* _TRECHO SELECIONADO_:
-*-

Monday, December 16, 2013

Pequeno Príncipe e o Ponto-de-vista da Morte


Aquarela de Saint-Exupèry

Final de novembro: uma turma de RRPP da Fabico promoveu um projeto em conjunto com o Dacom, como exercício de uma cadeira da faculdade. O evento, naturalmente, era para o público interno. Então houve várias atrações, como palestras, exposições, e uma troca de livros.
Como eu tinha alguns que queria me desfazer, entre eles, o Terra dos Homens*, que eu tenho em duplicata. Comprei duas vezes achando que havia perdido o primeiro, e logo que comprei o segundo, achei o antigo. Como o evento durou um dia só, eu acabei voltando para casa com a duplicata.
Por uma casualidade, comentei o fato (do tal livro em duplicata) a um amigo, expliquei-lhe como era a história (memórias do escritor quando ele era piloto do correio francês na linha Toulouse-Marrocos pela Aeropostale) e ele quis saber mais sobre a obra (parêntese: o livro já foi comentado neste blog, tempos atrás).
Eu então não pensei duas vezes. Perguntei: "quer o livro?". Resposta positiva, mandei pelo correio (coincidência, não?) o volume (bem difícil de encontrar nos sebos da vida, aliás).
Porém nesse processo, passei os olhos no volume, e fiquei pensando teorias a respeito de duas coisas: uma é como a experiência como piloto e a convivência com as pessoas e o ambiente do norte da África que ele descreve nas suas memórias é o pano de fundo vital do Pequeno Príncipe. Ele escreveu a fábula tendo aquela ambiente, aquelas pessoas, a flora e a fauna.
A fauna aparece na figura da mortal cascavel que mata o principezinho. E a raposinha do deserto, animal resistente e pertinaz, que sobrevive entre a falta de víveres, o calor dos dias e o frio das noites.

-*-

* _DADOS FORNECIDOS_:
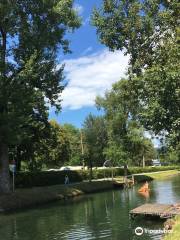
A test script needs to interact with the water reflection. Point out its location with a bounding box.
[0,174,180,240]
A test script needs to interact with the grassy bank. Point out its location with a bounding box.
[15,166,180,188]
[163,216,180,240]
[0,181,114,212]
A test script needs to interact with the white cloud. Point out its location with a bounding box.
[62,50,128,109]
[74,3,84,15]
[81,46,93,56]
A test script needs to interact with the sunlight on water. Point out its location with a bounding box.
[0,176,180,240]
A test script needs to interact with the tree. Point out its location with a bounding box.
[0,0,80,192]
[63,123,83,165]
[92,0,179,75]
[96,79,154,165]
[92,0,180,143]
[34,120,71,168]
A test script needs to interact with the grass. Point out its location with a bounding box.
[163,216,180,240]
[145,170,180,179]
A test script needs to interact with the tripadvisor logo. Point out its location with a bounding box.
[134,227,172,236]
[135,227,144,236]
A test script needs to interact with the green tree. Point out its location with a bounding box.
[63,124,83,165]
[92,0,180,74]
[82,114,107,167]
[96,79,154,165]
[92,0,180,146]
[0,0,80,192]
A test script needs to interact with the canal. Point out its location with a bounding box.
[0,176,180,240]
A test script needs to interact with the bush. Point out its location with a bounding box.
[15,171,83,187]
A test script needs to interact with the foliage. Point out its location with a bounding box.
[92,0,180,158]
[63,123,82,166]
[92,0,179,74]
[15,166,179,188]
[0,0,80,192]
[16,171,82,188]
[82,114,107,166]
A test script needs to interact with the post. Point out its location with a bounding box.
[143,154,145,168]
[132,175,134,185]
[80,130,85,169]
[13,171,15,192]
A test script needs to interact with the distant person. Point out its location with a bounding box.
[64,175,69,185]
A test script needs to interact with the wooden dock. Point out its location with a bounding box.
[130,203,180,218]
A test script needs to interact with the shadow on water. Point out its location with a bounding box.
[0,176,180,240]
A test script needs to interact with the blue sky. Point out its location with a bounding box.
[50,0,128,127]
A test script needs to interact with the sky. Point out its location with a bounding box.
[50,0,128,127]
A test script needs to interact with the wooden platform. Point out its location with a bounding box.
[130,203,180,218]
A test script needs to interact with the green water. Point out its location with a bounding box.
[0,176,180,240]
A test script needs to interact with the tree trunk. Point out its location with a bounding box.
[0,143,11,193]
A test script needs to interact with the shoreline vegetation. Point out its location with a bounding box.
[0,170,180,212]
[163,216,180,240]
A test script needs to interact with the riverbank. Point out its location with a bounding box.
[163,216,180,240]
[0,181,117,212]
[143,170,180,180]
[0,170,179,212]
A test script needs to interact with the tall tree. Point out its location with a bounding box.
[63,123,83,165]
[96,79,154,165]
[0,0,80,192]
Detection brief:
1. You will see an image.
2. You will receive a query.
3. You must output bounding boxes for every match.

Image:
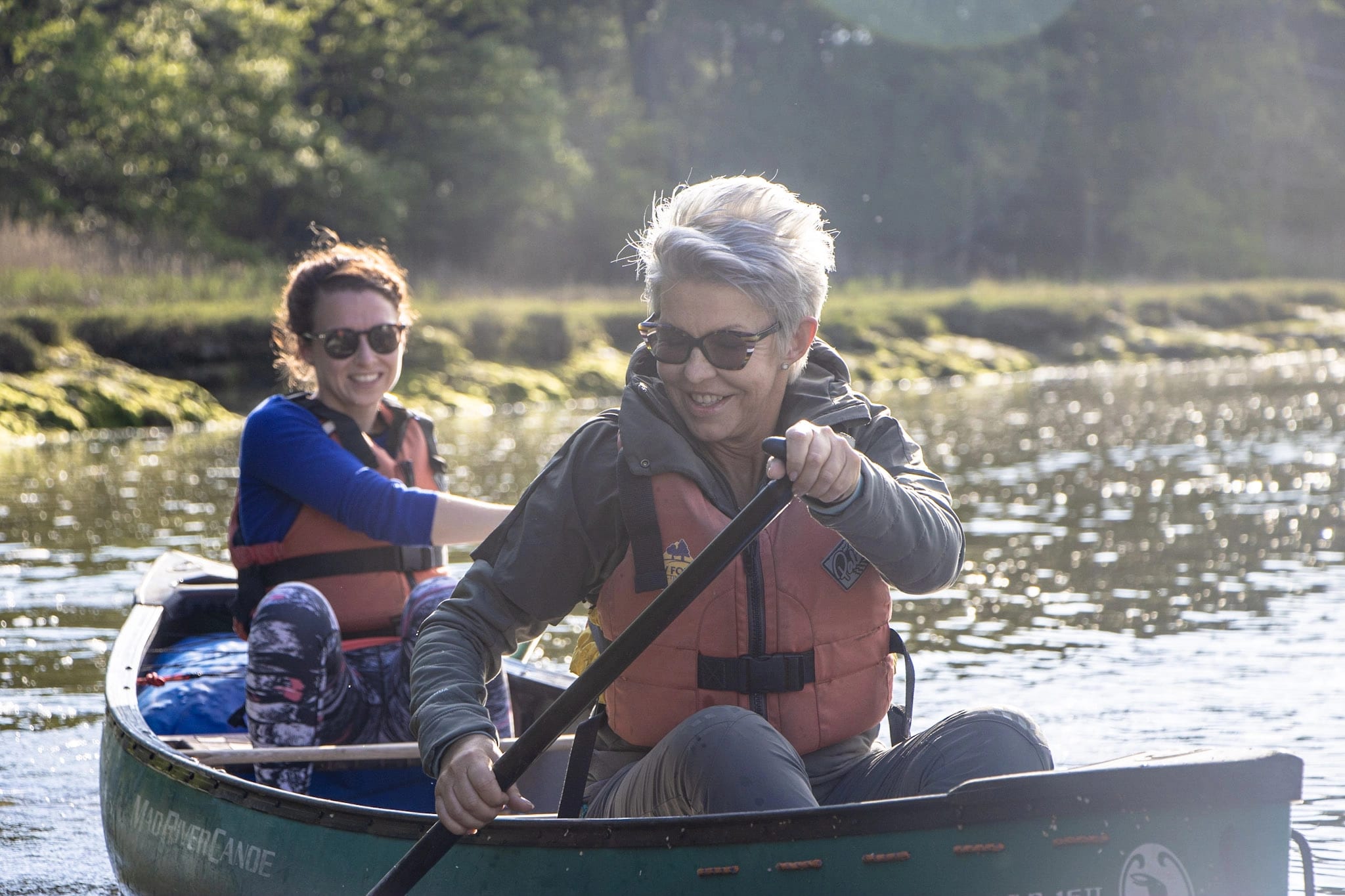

-*-

* _TRABALHO A FAZER_:
1. Substitua "test script" por "automated test" nos registros, do início até a linha que contém "[81,46,93,56]", inclusive. Reproduza essas linhas sem nenhuma outra alteração e sem incluir as imagens.
2. Dê continuidade ao texto sobre o Pequeno Príncipe a partir do ponto em que ele termina.
O texto e os registros têm origens distintas.

* _RESPOSTAS POR TAREFA_:
1.
A automated test needs to interact with the water reflection. Point out its location with a bounding box.
[0,174,180,240]
A automated test needs to interact with the grassy bank. Point out its location with a bounding box.
[15,166,180,188]
[163,216,180,240]
[0,181,114,212]
A automated test needs to interact with the white cloud. Point out its location with a bounding box.
[62,50,128,109]
[74,3,84,15]
[81,46,93,56]

2.
A raposa, e aí me lembro das aulas, é o outro na história. É aí que eu elaboro a minha "teoria" sobre a outra coisa: o Pequeno Príncipe, de certa forma, é a fábula de uma pessoa com crise de identidade porém, de certa forma, lúcida a respeito dessa crise. E a história perfaz todo o processo de individuação desse sujeito.

O que é uma fábula? (um parêntese Mas daí ocorre uma confusão, porque existem dois narradores que se fundem, onde o aviador que é o centro da representação, mas que é central porque é a partir dele que vemos os demais e é por ele que conhecemos os outros personagens. Depois ele se torna o apresentador do Príncipe, ao passo que aquele se torna o interlocutor do seu guia, e guarda tudo o que o menino lhe conta.
Esse é o núcleo da narração do autor, e todos os desdobramentos que ocorrem a partir do uso desse expediente. )

.............................
A fábula, como nos explica a Online Encyclopedia é uma aglomeração de composições literárias em que os personagens são animais que apresentam características humanas, ao que chamaríamos prosopopéia. No caso do livro do Exupèry, é uma fábula num sentido mais amplo, já que o caráter didático do conto demonstra possuir uma dimensão bem mais ampla.
O elemento didático aqui assume, por exemplo, fumos de denúncia contra a forma como o próprio ser humano perde o senso de transcendência ao longo da vida, principalmente quando se torna adulto, e deveria abrir-se para o amor, mas abre-se, segundo o autor, para o desencanto, a vaidade e a hipocrisia.
Por isso o protesto bem-humorado de Saint-Exupery ao destratar o próprio amigo na dedicatória: À Leon Werth quando ele era pequenino”. Ou seja, quando ele cresceu, virou apenas mais um grande canalha como todos nós.

.............................................
Sem rodeios, pode-se dizer que O Pequeno Príncipe nasce da crise de identidade de um personagem, que não se reconhece num mundo onde o indivíduo é submetido a um contexto humano que tende ao isolamento, à solidão e a despersonalização. Enfim, como na metáfora que o autor usa no final de Terra dos Homens, sobre a metafórica transformação do ser humano em inertes figuras de barro, por conta de sua progressiva despersonalização diante do mundo e das coisas (note-se que é um tema recorrente em Exupery).
Uma crise é com relação ao outro; a segunda crise é o fato de que ele é um ser egoísta, e que não tem consciência de um sentimento amplo de alteridade. No entanto, ele sabe que é preciso empreender uma demanda. A primeira delas é entender esse processo de despersonalização do mundo e das pessoas.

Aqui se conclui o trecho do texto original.